**Direction:** Lay out every line of the entries below as a Markdown table with two columns, Index for the row number and Text for the line. Leave out blank lines and the pictures.
***** Supplied records
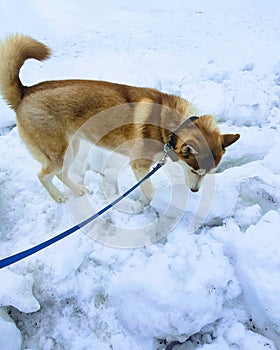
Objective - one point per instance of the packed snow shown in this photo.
(191, 271)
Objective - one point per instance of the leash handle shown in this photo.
(24, 254)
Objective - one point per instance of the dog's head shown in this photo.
(200, 147)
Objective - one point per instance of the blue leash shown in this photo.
(24, 254)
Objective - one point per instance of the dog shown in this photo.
(139, 122)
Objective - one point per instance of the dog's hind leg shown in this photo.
(46, 176)
(72, 152)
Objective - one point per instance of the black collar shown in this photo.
(169, 147)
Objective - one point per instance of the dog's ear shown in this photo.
(188, 149)
(229, 139)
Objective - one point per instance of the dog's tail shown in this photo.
(13, 53)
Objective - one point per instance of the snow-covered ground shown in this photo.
(215, 287)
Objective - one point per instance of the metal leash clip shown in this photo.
(170, 152)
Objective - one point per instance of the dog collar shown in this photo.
(170, 145)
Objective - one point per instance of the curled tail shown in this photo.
(13, 52)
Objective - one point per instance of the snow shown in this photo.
(200, 271)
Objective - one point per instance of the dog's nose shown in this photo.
(194, 189)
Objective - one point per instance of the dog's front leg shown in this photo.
(141, 168)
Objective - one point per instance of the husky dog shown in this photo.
(107, 114)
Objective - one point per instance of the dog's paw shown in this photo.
(80, 190)
(60, 197)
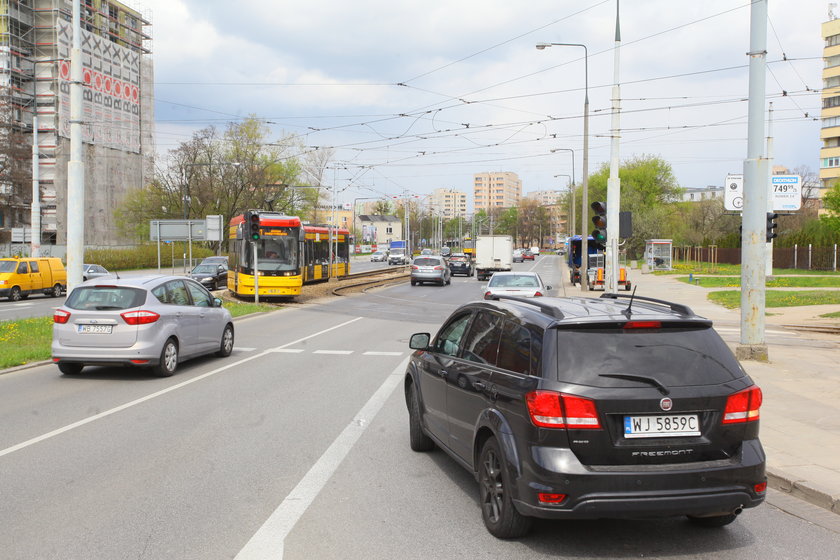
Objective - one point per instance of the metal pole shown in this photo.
(35, 216)
(614, 182)
(753, 279)
(75, 166)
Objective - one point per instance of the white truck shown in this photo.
(493, 253)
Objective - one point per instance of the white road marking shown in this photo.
(268, 541)
(141, 400)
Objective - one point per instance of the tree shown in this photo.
(219, 173)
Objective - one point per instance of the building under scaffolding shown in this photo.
(118, 116)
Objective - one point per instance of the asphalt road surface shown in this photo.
(296, 446)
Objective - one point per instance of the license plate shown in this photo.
(672, 425)
(95, 329)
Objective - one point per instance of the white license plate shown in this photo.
(672, 425)
(95, 329)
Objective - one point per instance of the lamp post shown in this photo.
(584, 237)
(571, 222)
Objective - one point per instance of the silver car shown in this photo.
(521, 284)
(430, 269)
(149, 321)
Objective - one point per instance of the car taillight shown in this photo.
(743, 406)
(141, 317)
(549, 409)
(60, 316)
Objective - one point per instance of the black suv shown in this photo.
(582, 408)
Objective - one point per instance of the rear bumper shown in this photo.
(699, 488)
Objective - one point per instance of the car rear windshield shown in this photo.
(676, 356)
(102, 298)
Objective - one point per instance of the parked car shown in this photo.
(585, 408)
(521, 284)
(459, 263)
(146, 321)
(430, 269)
(210, 275)
(21, 277)
(90, 271)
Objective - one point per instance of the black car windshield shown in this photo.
(102, 298)
(673, 356)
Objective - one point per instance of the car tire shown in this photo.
(497, 510)
(168, 359)
(70, 369)
(226, 345)
(714, 521)
(417, 438)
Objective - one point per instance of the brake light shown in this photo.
(549, 409)
(60, 316)
(643, 325)
(141, 317)
(743, 406)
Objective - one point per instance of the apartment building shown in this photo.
(830, 114)
(35, 41)
(448, 203)
(497, 189)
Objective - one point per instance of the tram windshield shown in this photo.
(277, 250)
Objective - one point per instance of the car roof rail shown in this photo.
(546, 308)
(675, 307)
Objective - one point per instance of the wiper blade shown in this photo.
(640, 378)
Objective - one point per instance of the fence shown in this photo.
(796, 257)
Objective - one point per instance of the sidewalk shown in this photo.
(800, 417)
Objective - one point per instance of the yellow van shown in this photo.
(22, 276)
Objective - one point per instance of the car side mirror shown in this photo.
(419, 341)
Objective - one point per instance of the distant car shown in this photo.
(521, 284)
(427, 268)
(459, 263)
(146, 321)
(210, 275)
(90, 271)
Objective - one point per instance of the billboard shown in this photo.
(111, 92)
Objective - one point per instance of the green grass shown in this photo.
(28, 340)
(775, 282)
(25, 341)
(731, 299)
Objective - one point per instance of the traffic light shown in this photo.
(253, 225)
(599, 234)
(771, 226)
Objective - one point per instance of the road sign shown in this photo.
(786, 192)
(733, 193)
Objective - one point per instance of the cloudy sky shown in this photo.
(415, 95)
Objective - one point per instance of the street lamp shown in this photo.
(584, 246)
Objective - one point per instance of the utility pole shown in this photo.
(753, 346)
(614, 182)
(35, 216)
(75, 167)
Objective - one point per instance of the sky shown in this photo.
(412, 96)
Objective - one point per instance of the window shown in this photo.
(482, 343)
(449, 339)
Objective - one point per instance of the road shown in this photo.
(296, 446)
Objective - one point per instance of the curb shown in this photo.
(802, 489)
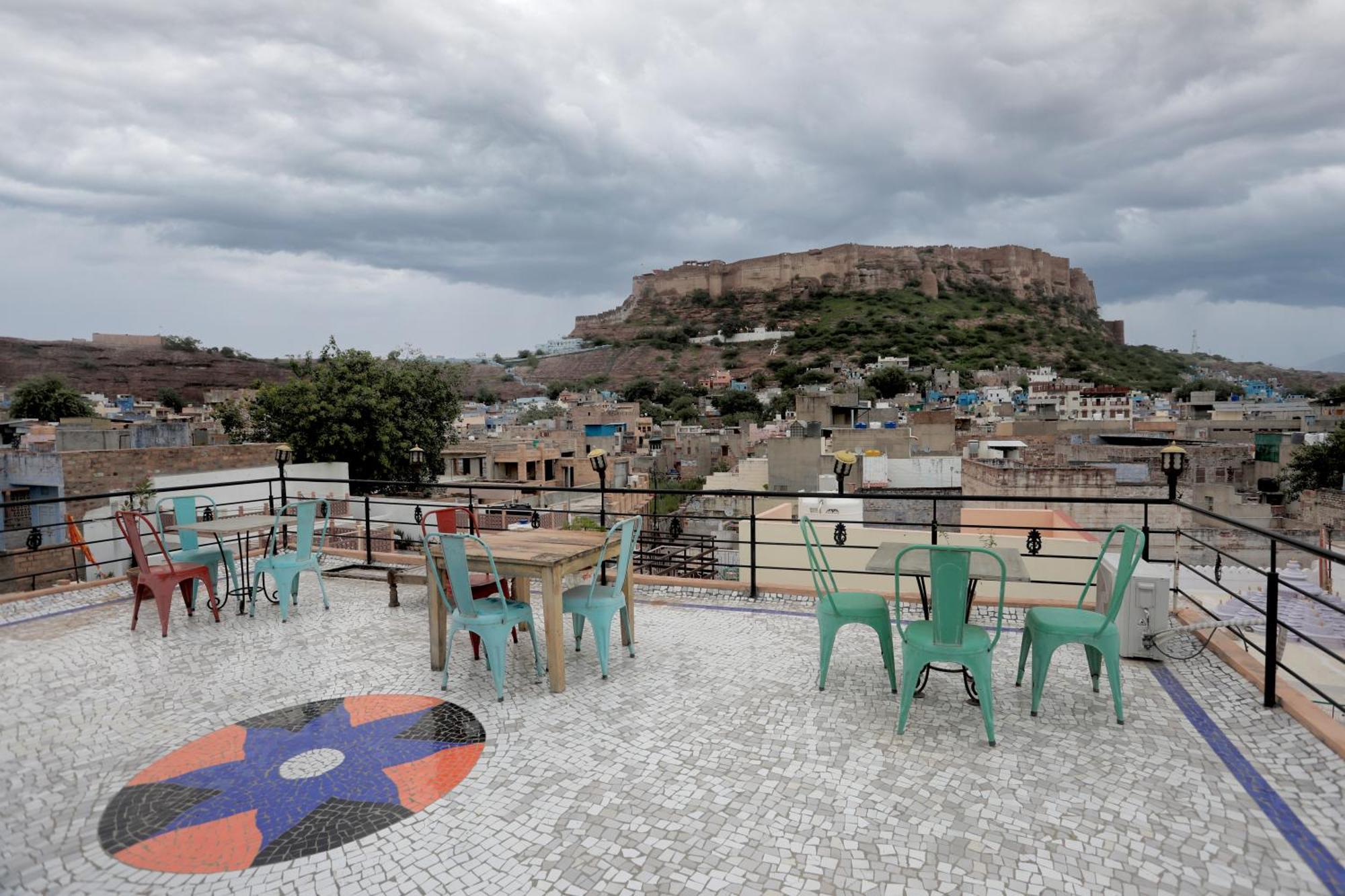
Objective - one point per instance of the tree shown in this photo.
(233, 419)
(48, 399)
(350, 405)
(888, 382)
(1317, 466)
(170, 397)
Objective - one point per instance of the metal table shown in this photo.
(918, 564)
(241, 529)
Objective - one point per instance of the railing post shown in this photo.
(753, 529)
(369, 536)
(1272, 626)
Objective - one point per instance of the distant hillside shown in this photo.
(141, 372)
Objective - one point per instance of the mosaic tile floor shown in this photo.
(709, 763)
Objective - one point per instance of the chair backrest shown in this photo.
(950, 571)
(185, 512)
(135, 526)
(459, 576)
(824, 580)
(1132, 552)
(446, 520)
(303, 516)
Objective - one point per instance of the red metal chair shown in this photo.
(158, 583)
(484, 585)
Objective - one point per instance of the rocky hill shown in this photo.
(138, 370)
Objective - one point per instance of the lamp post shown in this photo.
(1174, 462)
(598, 459)
(843, 466)
(283, 454)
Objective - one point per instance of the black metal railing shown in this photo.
(385, 514)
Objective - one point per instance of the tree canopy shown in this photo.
(1320, 466)
(48, 399)
(350, 405)
(888, 382)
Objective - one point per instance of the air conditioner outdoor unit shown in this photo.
(1145, 607)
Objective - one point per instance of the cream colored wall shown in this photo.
(1074, 561)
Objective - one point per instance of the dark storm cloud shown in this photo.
(555, 150)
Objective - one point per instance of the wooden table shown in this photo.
(239, 528)
(539, 553)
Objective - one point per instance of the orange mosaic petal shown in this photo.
(225, 844)
(375, 706)
(216, 748)
(424, 780)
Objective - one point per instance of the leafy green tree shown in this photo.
(233, 419)
(170, 397)
(888, 382)
(48, 399)
(1321, 466)
(350, 405)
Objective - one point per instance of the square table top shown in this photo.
(227, 525)
(536, 548)
(918, 563)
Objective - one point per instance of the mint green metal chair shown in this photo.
(601, 603)
(492, 619)
(190, 551)
(286, 568)
(837, 608)
(948, 635)
(1051, 627)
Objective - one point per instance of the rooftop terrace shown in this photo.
(709, 762)
(322, 755)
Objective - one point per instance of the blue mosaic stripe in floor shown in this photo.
(1325, 865)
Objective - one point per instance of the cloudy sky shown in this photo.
(466, 177)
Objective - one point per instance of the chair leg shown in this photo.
(980, 669)
(626, 630)
(1040, 663)
(911, 667)
(1023, 655)
(579, 630)
(494, 643)
(602, 641)
(1112, 655)
(828, 631)
(1094, 663)
(888, 659)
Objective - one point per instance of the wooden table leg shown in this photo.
(555, 630)
(524, 594)
(629, 587)
(438, 619)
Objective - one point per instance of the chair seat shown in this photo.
(493, 611)
(1065, 620)
(974, 639)
(578, 598)
(853, 603)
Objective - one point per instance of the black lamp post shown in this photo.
(598, 459)
(283, 454)
(1174, 463)
(843, 466)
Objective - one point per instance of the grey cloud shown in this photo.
(556, 150)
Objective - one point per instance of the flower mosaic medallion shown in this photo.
(293, 782)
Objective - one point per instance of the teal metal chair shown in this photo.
(837, 608)
(948, 635)
(190, 551)
(286, 568)
(599, 603)
(1051, 627)
(492, 618)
**********
**Task response:**
| Index | Text |
|---|---|
| 1 | Objective - one point per instance of the packed snow shown in this photo. |
| 2 | (191, 271) |
| 3 | Objective - one point per instance of the leash handle shown in this photo. |
| 4 | (24, 254) |
| 5 | Objective - one point per instance of the dog's head shown in this photo. |
| 6 | (200, 147) |
| 7 | Objective - one point per instance of the blue leash shown in this photo. |
| 8 | (24, 254) |
| 9 | Objective - one point per instance of the dog shown in this photo. |
| 10 | (139, 122) |
| 11 | Objective - one point per instance of the dog's hind leg shown in this photo. |
| 12 | (46, 176) |
| 13 | (72, 152) |
| 14 | Objective - one point per instance of the black collar shown in this photo. |
| 15 | (169, 147) |
| 16 | Objective - one point per instance of the dog's ear shown in this photo. |
| 17 | (188, 149) |
| 18 | (229, 139) |
| 19 | Objective - one point per instance of the dog's tail shown in this photo. |
| 20 | (13, 53) |
| 21 | Objective - one point per instance of the snow-covered ground shown in this photo. |
| 22 | (215, 287) |
| 23 | Objective - one point per instance of the metal leash clip shown in this photo. |
| 24 | (170, 152) |
| 25 | Objective - one point per instance of the dog collar shown in this photo. |
| 26 | (170, 145) |
| 27 | Objective - one point per instance of the curled tail shown in this photo. |
| 28 | (13, 52) |
| 29 | Objective - one point per instance of the snow shown in this photo. |
| 30 | (200, 271) |
| 31 | Objective - one point per instance of the dog's nose shown in this photo. |
| 32 | (194, 189) |
| 33 | Objective - one point per instance of the dog's front leg shown in this photo. |
| 34 | (141, 168) |
| 35 | Objective - one point per instance of the husky dog shown in this photo. |
| 36 | (107, 114) |
| 37 | Objective - one point per instance of the dog's paw shown in this photo. |
| 38 | (80, 190) |
| 39 | (60, 197) |
| 40 | Objective - one point per instance of the metal pole shown in this photo. |
| 41 | (35, 216) |
| 42 | (614, 182) |
| 43 | (753, 279) |
| 44 | (75, 166) |
| 45 | Objective - one point per instance of the white truck shown in this photo. |
| 46 | (493, 253) |
| 47 | Objective - one point per instance of the white road marking shown in this photo. |
| 48 | (268, 541) |
| 49 | (141, 400) |
| 50 | Objective - one point per instance of the tree shown in this photo. |
| 51 | (219, 173) |
| 52 | Objective - one point per instance of the building under scaffolding shown in this photo. |
| 53 | (118, 116) |
| 54 | Objective - one point per instance of the asphalt road surface shown in this photo. |
| 55 | (296, 446) |
| 56 | Objective - one point per instance of the license plate shown in this photo. |
| 57 | (672, 425) |
| 58 | (95, 329) |
| 59 | Objective - one point per instance of the white license plate shown in this photo. |
| 60 | (672, 425) |
| 61 | (95, 329) |
| 62 | Objective - one point per instance of the lamp post shown in this photo. |
| 63 | (584, 237) |
| 64 | (571, 222) |
| 65 | Objective - one point per instance of the silver car shown in this photo. |
| 66 | (521, 284) |
| 67 | (430, 269) |
| 68 | (149, 321) |
| 69 | Objective - one point per instance of the car taillight shown in this photo. |
| 70 | (743, 406) |
| 71 | (141, 317) |
| 72 | (549, 409) |
| 73 | (60, 316) |
| 74 | Objective - one point per instance of the black suv shown in this photo. |
| 75 | (582, 408) |
| 76 | Objective - one point per instance of the rear bumper shown in this photo. |
| 77 | (699, 488) |
| 78 | Objective - one point per instance of the car rear windshield shown in this photo. |
| 79 | (676, 356) |
| 80 | (102, 298) |
| 81 | Objective - one point per instance of the parked car shown in this photo. |
| 82 | (585, 408) |
| 83 | (521, 284) |
| 84 | (459, 263) |
| 85 | (146, 321) |
| 86 | (430, 269) |
| 87 | (210, 275) |
| 88 | (21, 277) |
| 89 | (90, 271) |
| 90 | Objective - one point per instance of the black car windshield shown in this photo. |
| 91 | (102, 298) |
| 92 | (673, 356) |
| 93 | Objective - one point per instance of the car tire shown in this photo. |
| 94 | (497, 510) |
| 95 | (168, 359) |
| 96 | (70, 369) |
| 97 | (226, 345) |
| 98 | (714, 521) |
| 99 | (417, 438) |
| 100 | Objective - one point per instance of the brake light shown in this photo. |
| 101 | (549, 409) |
| 102 | (60, 316) |
| 103 | (643, 325) |
| 104 | (141, 317) |
| 105 | (743, 406) |
| 106 | Objective - one point per instance of the apartment building shown in this photo. |
| 107 | (830, 114) |
| 108 | (35, 41) |
| 109 | (448, 203) |
| 110 | (497, 189) |
| 111 | Objective - one point per instance of the tram windshield shown in this photo. |
| 112 | (277, 250) |
| 113 | Objective - one point per instance of the car roof rail shown in this photo. |
| 114 | (546, 308) |
| 115 | (675, 307) |
| 116 | Objective - one point per instance of the wiper blade shown in this photo. |
| 117 | (640, 378) |
| 118 | Objective - one point per instance of the fence shown in this photo. |
| 119 | (796, 257) |
| 120 | Objective - one point per instance of the sidewalk shown in this photo. |
| 121 | (800, 417) |
| 122 | Objective - one point per instance of the yellow van shown in this photo. |
| 123 | (22, 276) |
| 124 | Objective - one point per instance of the car side mirror shown in this photo. |
| 125 | (419, 341) |
| 126 | Objective - one point per instance of the distant car shown in this photo. |
| 127 | (521, 284) |
| 128 | (427, 268) |
| 129 | (459, 263) |
| 130 | (146, 321) |
| 131 | (210, 275) |
| 132 | (90, 271) |
| 133 | Objective - one point per instance of the billboard shown in this photo. |
| 134 | (111, 92) |
| 135 | Objective - one point per instance of the green grass shown in this photo. |
| 136 | (28, 340) |
| 137 | (775, 282) |
| 138 | (25, 341) |
| 139 | (731, 299) |
| 140 | Objective - one point per instance of the traffic light shown in this photo. |
| 141 | (253, 225) |
| 142 | (599, 234) |
| 143 | (771, 226) |
| 144 | Objective - one point per instance of the road sign shown in this photo. |
| 145 | (786, 192) |
| 146 | (733, 193) |
| 147 | Objective - one point per instance of the cloudy sky shown in this photo. |
| 148 | (415, 95) |
| 149 | Objective - one point per instance of the street lamp shown in this photo. |
| 150 | (584, 246) |
| 151 | Objective - one point per instance of the utility pole shown in this photo. |
| 152 | (753, 346) |
| 153 | (614, 182) |
| 154 | (35, 216) |
| 155 | (75, 167) |
| 156 | Objective - one point per instance of the sky shown in this photo. |
| 157 | (412, 96) |
| 158 | Objective - one point per instance of the window shown in this photo. |
| 159 | (482, 343) |
| 160 | (449, 339) |
| 161 | Objective - one point per instance of the road shown in this photo. |
| 162 | (296, 446) |
| 163 | Objective - one point per instance of the curb shown in this photo. |
| 164 | (802, 489) |
| 165 | Objective - one point per instance of the tree shown in this photo. |
| 166 | (233, 419) |
| 167 | (48, 399) |
| 168 | (350, 405) |
| 169 | (888, 382) |
| 170 | (1317, 466) |
| 171 | (170, 397) |
| 172 | Objective - one point per instance of the metal table shown in this photo. |
| 173 | (918, 564) |
| 174 | (241, 529) |
| 175 | Objective - one point per instance of the railing post shown in this photo. |
| 176 | (753, 529) |
| 177 | (369, 536) |
| 178 | (1272, 626) |
| 179 | Objective - one point per instance of the distant hillside shown in this photo. |
| 180 | (141, 372) |
| 181 | Objective - one point per instance of the mosaic tile floor shown in this photo. |
| 182 | (709, 763) |
| 183 | Objective - one point per instance of the chair backrest shown in this photo. |
| 184 | (950, 571) |
| 185 | (185, 512) |
| 186 | (135, 526) |
| 187 | (459, 576) |
| 188 | (824, 580) |
| 189 | (1132, 552) |
| 190 | (446, 520) |
| 191 | (303, 516) |
| 192 | Objective - one point per instance of the red metal chair shown in this photo. |
| 193 | (158, 583) |
| 194 | (484, 585) |
| 195 | Objective - one point per instance of the rocky hill shown in this photo. |
| 196 | (138, 370) |
| 197 | Objective - one point per instance of the lamp post shown in this photo. |
| 198 | (1174, 462) |
| 199 | (598, 459) |
| 200 | (843, 466) |
| 201 | (283, 454) |
| 202 | Objective - one point per instance of the black metal railing shown in this photo. |
| 203 | (385, 514) |
| 204 | Objective - one point per instance of the tree canopy shown in this photo. |
| 205 | (1320, 466) |
| 206 | (48, 399) |
| 207 | (350, 405) |
| 208 | (888, 382) |
| 209 | Objective - one point per instance of the air conditioner outdoor unit shown in this photo. |
| 210 | (1145, 607) |
| 211 | Objective - one point per instance of the cream colored wall shown in this photo. |
| 212 | (1074, 561) |
| 213 | Objective - one point per instance of the dark storm cloud shown in this photo. |
| 214 | (555, 150) |
| 215 | Objective - one point per instance of the wooden table shown in this photo. |
| 216 | (239, 528) |
| 217 | (539, 553) |
| 218 | Objective - one point per instance of the orange mosaic petal shown in this photo. |
| 219 | (225, 844) |
| 220 | (375, 706) |
| 221 | (216, 748) |
| 222 | (424, 780) |
| 223 | Objective - one point per instance of the leafy green tree shown in this photo. |
| 224 | (233, 419) |
| 225 | (170, 397) |
| 226 | (888, 382) |
| 227 | (48, 399) |
| 228 | (1321, 466) |
| 229 | (350, 405) |
| 230 | Objective - one point per instance of the square table top shown in this photo. |
| 231 | (227, 525) |
| 232 | (536, 548) |
| 233 | (918, 563) |
| 234 | Objective - one point per instance of the mint green metal chair shown in this photo. |
| 235 | (601, 603) |
| 236 | (492, 619) |
| 237 | (190, 551) |
| 238 | (286, 568) |
| 239 | (837, 608) |
| 240 | (948, 635) |
| 241 | (1051, 627) |
| 242 | Objective - one point per instance of the rooftop terrace shown in this photo. |
| 243 | (709, 762) |
| 244 | (322, 755) |
| 245 | Objective - one point per instance of the blue mosaic stripe in floor shown in this photo. |
| 246 | (1325, 865) |
| 247 | Objective - one point per instance of the cloudy sky shown in this photo. |
| 248 | (466, 177) |
| 249 | Objective - one point per instance of the chair leg shown in this photo. |
| 250 | (980, 669) |
| 251 | (626, 630) |
| 252 | (1040, 663) |
| 253 | (911, 667) |
| 254 | (1023, 655) |
| 255 | (579, 630) |
| 256 | (494, 643) |
| 257 | (602, 641) |
| 258 | (1112, 655) |
| 259 | (828, 631) |
| 260 | (1094, 663) |
| 261 | (888, 659) |
| 262 | Objective - one point per instance of the wooden table leg shown in this photo. |
| 263 | (555, 630) |
| 264 | (524, 594) |
| 265 | (629, 587) |
| 266 | (438, 619) |
| 267 | Objective - one point per instance of the chair seat shown in this photo. |
| 268 | (493, 611) |
| 269 | (1065, 620) |
| 270 | (974, 639) |
| 271 | (578, 598) |
| 272 | (853, 603) |
| 273 | Objective - one point per instance of the black lamp post shown in this photo. |
| 274 | (598, 459) |
| 275 | (283, 454) |
| 276 | (1174, 463) |
| 277 | (843, 466) |
| 278 | Objective - one point per instance of the grey cloud shown in this photo. |
| 279 | (556, 150) |
| 280 | Objective - one point per instance of the flower mosaic medallion shown in this photo. |
| 281 | (293, 782) |
| 282 | Objective - one point per instance of the teal metal chair shown in this photo. |
| 283 | (837, 608) |
| 284 | (948, 635) |
| 285 | (190, 551) |
| 286 | (286, 568) |
| 287 | (599, 603) |
| 288 | (1051, 627) |
| 289 | (492, 618) |